● **What the task asks**
Continue the article about kangaroo mother care in Zanzibar from where it stops.
[Opening Document section section]
Habari za Punde

IMPROVING THE OUTLOOK FOR BABIES IN ZANZIBAR

Kathryn Mcconnell

Washington — Three times a day, 27-year-old Omari Ali breaks from his job repairing cars in Amani Freshi, a suburb of Zanzibar City, Zanzibar, and heads to the local health center to care for his newborn twin sons.

He opens his shirt, picks up one of the premature boys and straps the infant to his chest to give his son the skin-to-skin contact that will warm and sustain the child. His wife, Salma Issa, gave birth to the twins in her seventh month of pregnancy. The boys each weighed less than 1.5 kilograms.


What Ali does is called kangaroo mother care, named for the way kangaroos carry their young. It's a simple intervention developed in the mid-1980s by South American health providers who recognized how skin-to-skin contact can help premature infants thrive in places where incubators are not always available or reliable.

Seven percent of babies are born with low birth-weight in Zanzibar each year.



Teaching kangaroo care to parents such as Ali and Issa is one of the maternal- and infant-care services funded by the U.S. Agency for International Development (USAID) through its Mothers and Infants, Safe, Healthy and Alive Program.

Health care provider Jhpiego, based in Baltimore, leads the program in collaboration with nonprofit Save the Children and Zanzibar's Ministry of Health and Social Welfare.
[Closing Document section section]
[Opening Source material section]
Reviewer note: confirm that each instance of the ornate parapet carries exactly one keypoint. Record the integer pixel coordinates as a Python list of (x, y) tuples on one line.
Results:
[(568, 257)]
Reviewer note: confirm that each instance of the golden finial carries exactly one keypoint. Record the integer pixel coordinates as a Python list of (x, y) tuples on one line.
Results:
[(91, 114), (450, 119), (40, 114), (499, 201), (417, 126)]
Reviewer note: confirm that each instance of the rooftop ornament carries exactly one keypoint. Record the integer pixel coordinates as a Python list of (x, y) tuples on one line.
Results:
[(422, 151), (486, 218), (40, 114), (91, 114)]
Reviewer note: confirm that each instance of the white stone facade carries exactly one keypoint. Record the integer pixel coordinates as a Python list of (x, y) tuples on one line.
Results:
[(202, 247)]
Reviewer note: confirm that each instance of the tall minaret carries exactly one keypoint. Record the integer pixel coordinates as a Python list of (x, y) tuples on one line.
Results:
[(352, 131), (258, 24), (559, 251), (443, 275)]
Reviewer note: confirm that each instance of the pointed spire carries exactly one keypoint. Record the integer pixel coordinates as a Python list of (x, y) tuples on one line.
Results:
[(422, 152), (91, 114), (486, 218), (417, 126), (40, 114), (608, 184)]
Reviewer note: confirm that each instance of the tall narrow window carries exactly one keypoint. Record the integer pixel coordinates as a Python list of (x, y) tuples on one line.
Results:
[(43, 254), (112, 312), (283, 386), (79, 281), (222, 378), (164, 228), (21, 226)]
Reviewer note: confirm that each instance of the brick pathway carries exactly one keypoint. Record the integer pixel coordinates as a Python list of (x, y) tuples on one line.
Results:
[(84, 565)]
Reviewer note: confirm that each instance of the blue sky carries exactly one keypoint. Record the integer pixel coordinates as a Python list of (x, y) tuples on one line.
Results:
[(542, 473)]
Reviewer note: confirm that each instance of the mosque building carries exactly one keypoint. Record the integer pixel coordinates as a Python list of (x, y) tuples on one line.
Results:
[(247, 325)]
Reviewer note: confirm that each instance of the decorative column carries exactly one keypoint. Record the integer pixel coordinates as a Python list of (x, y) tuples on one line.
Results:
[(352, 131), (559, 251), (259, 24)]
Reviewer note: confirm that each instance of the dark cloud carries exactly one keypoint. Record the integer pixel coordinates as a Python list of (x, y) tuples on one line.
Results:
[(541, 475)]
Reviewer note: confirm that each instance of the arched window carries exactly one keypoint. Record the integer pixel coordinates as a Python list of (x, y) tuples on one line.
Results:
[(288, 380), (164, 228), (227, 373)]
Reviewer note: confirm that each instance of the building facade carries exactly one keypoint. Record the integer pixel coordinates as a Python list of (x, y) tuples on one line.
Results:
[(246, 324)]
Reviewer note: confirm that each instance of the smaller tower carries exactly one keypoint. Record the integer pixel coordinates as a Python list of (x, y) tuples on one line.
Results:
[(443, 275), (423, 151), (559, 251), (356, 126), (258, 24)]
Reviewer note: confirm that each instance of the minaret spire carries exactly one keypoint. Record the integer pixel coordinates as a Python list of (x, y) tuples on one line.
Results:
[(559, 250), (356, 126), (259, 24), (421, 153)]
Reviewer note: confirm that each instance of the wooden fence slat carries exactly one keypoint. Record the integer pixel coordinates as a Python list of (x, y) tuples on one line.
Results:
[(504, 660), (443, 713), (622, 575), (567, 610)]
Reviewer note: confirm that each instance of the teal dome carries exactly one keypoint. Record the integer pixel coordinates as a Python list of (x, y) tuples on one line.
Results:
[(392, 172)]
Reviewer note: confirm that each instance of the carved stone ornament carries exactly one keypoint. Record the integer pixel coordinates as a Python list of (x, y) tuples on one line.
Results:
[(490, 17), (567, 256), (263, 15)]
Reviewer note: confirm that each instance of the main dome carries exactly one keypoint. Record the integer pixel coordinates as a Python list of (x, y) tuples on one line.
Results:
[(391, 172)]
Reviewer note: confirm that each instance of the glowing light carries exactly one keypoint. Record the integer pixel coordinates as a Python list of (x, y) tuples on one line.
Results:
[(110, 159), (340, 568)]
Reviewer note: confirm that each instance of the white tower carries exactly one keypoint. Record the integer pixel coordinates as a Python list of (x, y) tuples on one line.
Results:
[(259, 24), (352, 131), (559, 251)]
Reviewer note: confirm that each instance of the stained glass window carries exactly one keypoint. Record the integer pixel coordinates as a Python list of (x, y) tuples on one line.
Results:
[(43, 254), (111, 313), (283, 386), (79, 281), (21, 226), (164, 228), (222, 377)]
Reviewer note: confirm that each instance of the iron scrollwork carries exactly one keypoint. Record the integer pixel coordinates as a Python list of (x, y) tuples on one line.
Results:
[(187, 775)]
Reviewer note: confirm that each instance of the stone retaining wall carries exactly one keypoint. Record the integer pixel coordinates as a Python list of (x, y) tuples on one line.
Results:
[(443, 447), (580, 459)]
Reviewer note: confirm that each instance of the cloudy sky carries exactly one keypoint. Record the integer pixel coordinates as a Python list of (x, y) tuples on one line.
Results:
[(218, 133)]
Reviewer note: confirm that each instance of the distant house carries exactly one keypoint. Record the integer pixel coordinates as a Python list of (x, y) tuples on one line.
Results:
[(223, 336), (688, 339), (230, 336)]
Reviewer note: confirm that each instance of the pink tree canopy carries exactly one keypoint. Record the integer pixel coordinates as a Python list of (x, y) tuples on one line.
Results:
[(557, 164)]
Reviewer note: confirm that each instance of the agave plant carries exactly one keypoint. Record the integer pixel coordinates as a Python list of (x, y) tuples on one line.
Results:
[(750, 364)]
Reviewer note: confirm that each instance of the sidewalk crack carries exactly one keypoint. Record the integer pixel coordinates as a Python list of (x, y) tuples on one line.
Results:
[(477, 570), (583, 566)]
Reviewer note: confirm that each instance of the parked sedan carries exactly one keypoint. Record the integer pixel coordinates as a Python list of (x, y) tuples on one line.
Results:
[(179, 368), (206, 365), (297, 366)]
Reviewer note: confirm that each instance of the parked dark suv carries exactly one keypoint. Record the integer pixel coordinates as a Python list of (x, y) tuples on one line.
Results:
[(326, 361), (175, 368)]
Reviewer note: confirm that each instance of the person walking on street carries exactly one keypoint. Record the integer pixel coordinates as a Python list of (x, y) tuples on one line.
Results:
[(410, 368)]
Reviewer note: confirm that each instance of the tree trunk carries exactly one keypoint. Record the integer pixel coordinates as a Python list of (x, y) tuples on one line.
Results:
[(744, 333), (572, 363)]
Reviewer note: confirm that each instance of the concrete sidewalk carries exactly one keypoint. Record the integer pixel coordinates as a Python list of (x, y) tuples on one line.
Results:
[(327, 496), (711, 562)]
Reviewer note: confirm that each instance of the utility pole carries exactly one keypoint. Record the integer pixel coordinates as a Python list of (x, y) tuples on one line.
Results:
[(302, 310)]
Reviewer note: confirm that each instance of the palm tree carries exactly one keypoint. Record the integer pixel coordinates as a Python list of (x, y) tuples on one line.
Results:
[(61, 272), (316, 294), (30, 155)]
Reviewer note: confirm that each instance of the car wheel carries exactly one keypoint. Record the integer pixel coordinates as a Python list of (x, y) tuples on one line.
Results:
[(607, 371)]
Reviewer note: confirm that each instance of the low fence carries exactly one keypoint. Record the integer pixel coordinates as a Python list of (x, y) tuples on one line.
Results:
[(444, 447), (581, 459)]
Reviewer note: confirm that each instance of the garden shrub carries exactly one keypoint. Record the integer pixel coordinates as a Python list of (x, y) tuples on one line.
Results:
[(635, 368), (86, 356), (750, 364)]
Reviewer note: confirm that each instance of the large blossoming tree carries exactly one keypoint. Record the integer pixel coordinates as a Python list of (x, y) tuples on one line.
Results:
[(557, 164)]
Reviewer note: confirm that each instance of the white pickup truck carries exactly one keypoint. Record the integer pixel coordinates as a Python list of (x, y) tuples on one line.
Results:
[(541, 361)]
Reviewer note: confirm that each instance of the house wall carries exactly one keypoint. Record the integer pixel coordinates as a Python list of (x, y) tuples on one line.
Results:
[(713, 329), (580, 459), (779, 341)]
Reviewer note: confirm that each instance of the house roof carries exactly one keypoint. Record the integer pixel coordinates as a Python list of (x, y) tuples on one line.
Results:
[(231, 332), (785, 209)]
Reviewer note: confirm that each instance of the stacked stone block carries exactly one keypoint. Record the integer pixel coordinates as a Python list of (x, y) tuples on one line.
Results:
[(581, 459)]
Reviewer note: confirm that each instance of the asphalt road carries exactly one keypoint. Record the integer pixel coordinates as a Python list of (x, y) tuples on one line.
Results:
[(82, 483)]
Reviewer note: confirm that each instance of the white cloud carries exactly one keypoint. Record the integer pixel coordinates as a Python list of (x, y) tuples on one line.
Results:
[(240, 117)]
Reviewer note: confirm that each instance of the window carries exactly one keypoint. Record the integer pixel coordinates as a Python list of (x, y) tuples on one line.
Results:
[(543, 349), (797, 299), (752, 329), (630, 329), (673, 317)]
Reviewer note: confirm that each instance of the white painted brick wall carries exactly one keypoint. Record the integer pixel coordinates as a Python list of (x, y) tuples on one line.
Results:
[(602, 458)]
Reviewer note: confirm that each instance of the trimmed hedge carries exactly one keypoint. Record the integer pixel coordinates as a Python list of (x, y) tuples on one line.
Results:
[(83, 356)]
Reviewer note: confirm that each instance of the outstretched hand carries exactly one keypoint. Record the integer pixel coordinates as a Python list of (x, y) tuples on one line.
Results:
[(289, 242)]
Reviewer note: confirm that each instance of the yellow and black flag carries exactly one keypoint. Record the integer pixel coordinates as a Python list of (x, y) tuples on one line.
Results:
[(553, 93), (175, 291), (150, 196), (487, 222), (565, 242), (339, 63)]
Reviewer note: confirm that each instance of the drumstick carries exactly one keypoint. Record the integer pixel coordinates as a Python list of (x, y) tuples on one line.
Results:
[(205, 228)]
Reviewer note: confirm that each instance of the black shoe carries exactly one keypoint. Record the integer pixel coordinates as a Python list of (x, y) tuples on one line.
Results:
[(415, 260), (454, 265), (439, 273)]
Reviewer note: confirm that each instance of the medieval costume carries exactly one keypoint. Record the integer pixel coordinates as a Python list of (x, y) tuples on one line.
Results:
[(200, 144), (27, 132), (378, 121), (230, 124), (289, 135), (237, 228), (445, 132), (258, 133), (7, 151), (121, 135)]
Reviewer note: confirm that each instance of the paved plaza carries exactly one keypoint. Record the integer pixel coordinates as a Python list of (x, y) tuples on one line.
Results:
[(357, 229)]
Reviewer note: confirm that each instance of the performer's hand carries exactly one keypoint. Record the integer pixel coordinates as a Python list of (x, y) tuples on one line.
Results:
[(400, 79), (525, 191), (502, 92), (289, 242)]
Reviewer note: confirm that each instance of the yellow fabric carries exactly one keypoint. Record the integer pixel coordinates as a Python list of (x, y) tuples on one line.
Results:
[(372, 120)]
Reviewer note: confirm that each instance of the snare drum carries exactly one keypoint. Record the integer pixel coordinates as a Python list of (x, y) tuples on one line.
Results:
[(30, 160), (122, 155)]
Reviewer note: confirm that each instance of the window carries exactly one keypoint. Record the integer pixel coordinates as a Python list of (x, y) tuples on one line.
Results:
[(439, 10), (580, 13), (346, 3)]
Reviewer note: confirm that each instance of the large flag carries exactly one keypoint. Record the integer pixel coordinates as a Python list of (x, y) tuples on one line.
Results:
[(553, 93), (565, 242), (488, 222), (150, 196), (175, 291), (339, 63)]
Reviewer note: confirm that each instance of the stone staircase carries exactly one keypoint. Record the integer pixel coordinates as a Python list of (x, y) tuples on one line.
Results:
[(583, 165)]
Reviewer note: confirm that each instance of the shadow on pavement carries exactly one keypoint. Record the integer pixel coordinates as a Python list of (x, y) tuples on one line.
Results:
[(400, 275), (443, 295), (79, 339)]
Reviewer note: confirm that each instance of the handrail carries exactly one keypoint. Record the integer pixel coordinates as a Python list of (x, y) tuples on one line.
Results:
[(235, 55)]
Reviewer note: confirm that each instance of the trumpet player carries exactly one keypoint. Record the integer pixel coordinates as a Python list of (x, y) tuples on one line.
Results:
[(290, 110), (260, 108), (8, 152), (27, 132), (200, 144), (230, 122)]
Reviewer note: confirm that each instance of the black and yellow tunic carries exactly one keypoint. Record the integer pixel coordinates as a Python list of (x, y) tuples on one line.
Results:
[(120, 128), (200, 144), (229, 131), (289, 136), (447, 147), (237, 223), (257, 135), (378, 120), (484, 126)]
[Closing Source material section]
● **Answer to the problem**
Parents learn how to give their babies skin-to-skin warmth and protect them from infection. They learn about the benefits of exclusive breastfeeding and the importance of follow-up care for newborns at a health care facility.

Ali demonstrates that, despite its name, kangaroo mother care is not just for women. "These are not my wife's children alone," said Ali, who spends three to four hours during every hospital visit. "They are ours, and I feel very proud to be assisting my wife.

Although I have to go to work, I make sure I am back at the hospital every few hours to hold one of the twins on my chest. This way the baby feels like it was in [the] womb, and continues to grow." Kangaroo care continues, usually with help from relatives, until the baby reaches a healthy weight.

Kangaroo mother care may be needed for a few days or several weeks. It can improve the well-being of babies born prematurely as well as those who are full term.

"Kangaroo mother care saved our twin boys," said the proud father.